Print, exactly as given, each line of the data from the line containing "point: the shadow on grass in this photo" up to and including its last line.
>> START INPUT ROWS
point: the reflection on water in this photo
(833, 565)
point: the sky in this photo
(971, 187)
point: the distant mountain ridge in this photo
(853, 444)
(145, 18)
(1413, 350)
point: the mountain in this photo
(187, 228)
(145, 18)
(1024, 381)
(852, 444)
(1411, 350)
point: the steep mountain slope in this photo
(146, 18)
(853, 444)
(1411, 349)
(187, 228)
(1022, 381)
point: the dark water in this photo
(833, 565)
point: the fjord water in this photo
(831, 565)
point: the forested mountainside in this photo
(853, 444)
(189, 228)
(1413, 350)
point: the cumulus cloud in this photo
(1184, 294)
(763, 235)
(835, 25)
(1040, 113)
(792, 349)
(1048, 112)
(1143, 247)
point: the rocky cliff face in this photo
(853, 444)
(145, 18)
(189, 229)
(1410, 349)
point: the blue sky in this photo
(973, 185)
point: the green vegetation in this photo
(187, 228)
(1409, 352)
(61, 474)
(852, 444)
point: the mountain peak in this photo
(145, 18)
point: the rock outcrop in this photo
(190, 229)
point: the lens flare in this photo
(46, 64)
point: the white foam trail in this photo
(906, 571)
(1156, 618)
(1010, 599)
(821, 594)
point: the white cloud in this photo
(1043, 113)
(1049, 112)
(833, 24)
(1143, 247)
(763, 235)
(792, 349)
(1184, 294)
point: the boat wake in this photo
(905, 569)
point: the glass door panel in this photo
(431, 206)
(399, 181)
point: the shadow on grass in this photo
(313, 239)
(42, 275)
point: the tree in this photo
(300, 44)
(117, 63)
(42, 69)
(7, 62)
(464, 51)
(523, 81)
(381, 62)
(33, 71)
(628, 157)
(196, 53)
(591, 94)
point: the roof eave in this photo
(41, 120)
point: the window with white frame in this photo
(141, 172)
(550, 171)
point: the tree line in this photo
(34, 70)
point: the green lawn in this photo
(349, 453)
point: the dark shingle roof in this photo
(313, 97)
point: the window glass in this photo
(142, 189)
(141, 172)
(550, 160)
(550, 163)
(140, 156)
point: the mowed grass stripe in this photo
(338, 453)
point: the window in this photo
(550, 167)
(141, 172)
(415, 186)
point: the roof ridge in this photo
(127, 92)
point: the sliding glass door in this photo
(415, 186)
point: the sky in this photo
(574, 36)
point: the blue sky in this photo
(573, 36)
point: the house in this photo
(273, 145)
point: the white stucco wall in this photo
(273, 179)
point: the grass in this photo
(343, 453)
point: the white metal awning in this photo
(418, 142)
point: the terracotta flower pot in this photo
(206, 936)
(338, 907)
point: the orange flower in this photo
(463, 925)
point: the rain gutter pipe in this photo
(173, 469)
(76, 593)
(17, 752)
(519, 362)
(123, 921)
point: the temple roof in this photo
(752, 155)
>> END INPUT ROWS
▶ [OUTPUT OF THE EXERCISE]
point: the shadow on grass in this photo
(313, 239)
(42, 275)
point: the tree in this photo
(300, 44)
(117, 63)
(42, 69)
(7, 62)
(464, 51)
(523, 81)
(381, 62)
(33, 71)
(628, 157)
(196, 53)
(591, 94)
point: the roof eave in this photo
(41, 120)
point: the window with white frame in this photo
(141, 172)
(550, 171)
point: the tree line in this photo
(34, 70)
point: the green lawn in this photo
(349, 453)
point: the dark shingle roof in this photo
(313, 97)
point: the window glass in this photo
(142, 189)
(141, 172)
(550, 160)
(550, 163)
(140, 156)
point: the mowed grass stripe in this photo
(338, 453)
point: the window in this photo
(550, 167)
(141, 172)
(415, 186)
point: the roof ridge in this photo
(127, 92)
point: the sliding glass door in this photo
(415, 186)
point: the sky in this photo
(574, 36)
point: the blue sky in this photo
(573, 36)
point: the house in this photo
(273, 145)
point: the white stucco wall in this photo
(273, 179)
point: the grass in this photo
(343, 453)
point: the white metal awning in this photo
(418, 142)
point: the terracotta flower pot in this photo
(206, 936)
(338, 907)
point: the orange flower in this photo
(463, 925)
point: the rain gutter pipe in this photo
(173, 469)
(76, 593)
(17, 752)
(519, 362)
(123, 921)
point: the temple roof in this photo
(752, 155)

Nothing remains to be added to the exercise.